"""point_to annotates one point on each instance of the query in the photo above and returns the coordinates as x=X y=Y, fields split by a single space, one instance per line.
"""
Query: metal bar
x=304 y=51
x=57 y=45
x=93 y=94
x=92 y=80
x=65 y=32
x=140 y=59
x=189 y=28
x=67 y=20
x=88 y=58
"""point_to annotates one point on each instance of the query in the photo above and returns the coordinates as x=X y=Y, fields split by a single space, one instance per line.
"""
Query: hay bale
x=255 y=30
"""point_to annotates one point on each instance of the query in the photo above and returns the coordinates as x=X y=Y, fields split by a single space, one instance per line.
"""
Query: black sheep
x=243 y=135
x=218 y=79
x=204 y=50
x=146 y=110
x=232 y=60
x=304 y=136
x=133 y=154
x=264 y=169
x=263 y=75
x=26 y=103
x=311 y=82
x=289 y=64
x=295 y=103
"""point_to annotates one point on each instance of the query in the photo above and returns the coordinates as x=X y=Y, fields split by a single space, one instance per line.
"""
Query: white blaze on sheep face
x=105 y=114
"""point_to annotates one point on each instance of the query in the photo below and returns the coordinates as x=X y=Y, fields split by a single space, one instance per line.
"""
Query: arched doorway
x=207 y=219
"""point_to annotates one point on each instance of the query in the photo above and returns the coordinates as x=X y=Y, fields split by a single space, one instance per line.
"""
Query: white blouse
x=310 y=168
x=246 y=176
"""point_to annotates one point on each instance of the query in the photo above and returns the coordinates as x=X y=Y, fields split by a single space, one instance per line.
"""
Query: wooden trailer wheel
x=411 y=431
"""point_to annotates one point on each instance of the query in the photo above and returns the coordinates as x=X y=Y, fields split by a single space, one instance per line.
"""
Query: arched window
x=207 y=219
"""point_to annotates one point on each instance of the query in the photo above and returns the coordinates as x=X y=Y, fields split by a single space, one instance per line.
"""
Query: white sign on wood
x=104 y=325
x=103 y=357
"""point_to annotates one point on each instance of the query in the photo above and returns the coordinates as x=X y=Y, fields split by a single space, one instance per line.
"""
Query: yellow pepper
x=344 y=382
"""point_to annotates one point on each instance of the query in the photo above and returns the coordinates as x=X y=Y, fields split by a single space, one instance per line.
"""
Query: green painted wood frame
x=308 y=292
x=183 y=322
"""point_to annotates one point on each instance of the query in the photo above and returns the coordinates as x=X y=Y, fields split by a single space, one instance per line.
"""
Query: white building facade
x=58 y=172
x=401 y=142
++++
Your response should consist of the listing, reproduced exactly.

"""point_to annotates one point on each instance of the query in the photo above and returns the coordinates as x=X y=Y, fields split by a single space, one instance per line.
"""
Query: metal bar
x=304 y=51
x=57 y=45
x=93 y=94
x=92 y=80
x=65 y=32
x=140 y=59
x=189 y=28
x=67 y=20
x=88 y=58
"""point_to annotates one point on each instance of the query in the photo above and returns the coordinates as x=X y=Y, fields split by a single space, one instance per line.
"""
Query: hay bale
x=255 y=30
"""point_to annotates one point on each instance of the query in the photo above and returns the coordinates as x=X y=Y, fields split by a single space, one instance per line.
"""
Query: black sheep
x=243 y=135
x=218 y=79
x=204 y=50
x=146 y=110
x=232 y=60
x=304 y=136
x=133 y=154
x=264 y=169
x=263 y=75
x=26 y=103
x=311 y=82
x=289 y=64
x=295 y=103
"""point_to annotates one point on each instance of the query in the photo above and returns the coordinates as x=X y=Y, fields split by a single space, one instance per line.
"""
Query: white blaze on sheep face
x=105 y=114
"""point_to annotates one point on each instance of the query in the photo below and returns the coordinates as x=X y=Y, fields split by a single space, one instance per line.
"""
Query: arched doorway
x=207 y=219
"""point_to annotates one point on each instance of the query in the photo above and returns the coordinates as x=X y=Y, fields split by a single space, one instance per line.
"""
Query: white blouse
x=310 y=168
x=246 y=176
"""point_to annotates one point on each instance of the query in the photo above and returns the coordinates as x=X y=Y, fields split by a single space, one instance per line.
"""
Query: wooden trailer wheel
x=411 y=431
"""point_to annotates one point on each instance of the query in the photo above and returns the coordinates as x=X y=Y, fields split by a single space, one instance per line.
"""
Query: arched window
x=207 y=219
"""point_to annotates one point on each instance of the query in the photo above and returns the coordinates as x=X y=Y, fields split by a single space, one instance per line.
"""
Query: white sign on wood
x=104 y=325
x=103 y=357
"""point_to annotates one point on each instance of the query in the photo above and returns the coordinates as x=X y=Y, fields split by a single space, one instance per line.
"""
Query: yellow pepper
x=344 y=382
"""point_to annotates one point on each instance of the query in the photo above and returns the coordinates as x=X y=Y, fields split by a single space, one instance per line.
"""
Query: green painted wood frame
x=308 y=292
x=183 y=322
"""point_to annotates one point on each instance of the query in the photo above and returns the coordinates as x=X y=Y, fields split by a single space, one instance per line.
"""
Query: white building facade
x=58 y=172
x=401 y=142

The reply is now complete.